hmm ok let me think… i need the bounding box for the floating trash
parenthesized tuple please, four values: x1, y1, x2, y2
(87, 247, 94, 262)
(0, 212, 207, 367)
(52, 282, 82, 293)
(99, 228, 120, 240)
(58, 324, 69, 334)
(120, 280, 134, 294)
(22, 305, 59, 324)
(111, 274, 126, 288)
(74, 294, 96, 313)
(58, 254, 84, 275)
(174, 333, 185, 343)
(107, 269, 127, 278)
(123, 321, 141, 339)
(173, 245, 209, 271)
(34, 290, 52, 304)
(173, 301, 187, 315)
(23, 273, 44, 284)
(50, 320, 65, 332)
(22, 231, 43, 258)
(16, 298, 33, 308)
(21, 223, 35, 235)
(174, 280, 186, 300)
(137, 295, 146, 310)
* * * * *
### What you should do
When you restate the listing, keep each line identical to the original.

### Task answer
hmm ok let me think… i need the bounding box for the floating trash
parenthesized tuple please, four values: x1, y1, x2, y2
(87, 247, 94, 262)
(0, 212, 207, 367)
(52, 282, 82, 293)
(99, 228, 120, 240)
(58, 324, 69, 334)
(120, 280, 134, 294)
(22, 305, 59, 324)
(111, 274, 126, 288)
(74, 294, 96, 313)
(58, 254, 84, 275)
(174, 333, 185, 343)
(107, 269, 127, 278)
(123, 321, 141, 339)
(173, 245, 209, 271)
(34, 290, 52, 304)
(173, 301, 187, 315)
(23, 273, 44, 284)
(50, 320, 65, 332)
(22, 231, 43, 258)
(16, 298, 33, 308)
(21, 223, 35, 235)
(174, 280, 186, 300)
(137, 295, 146, 310)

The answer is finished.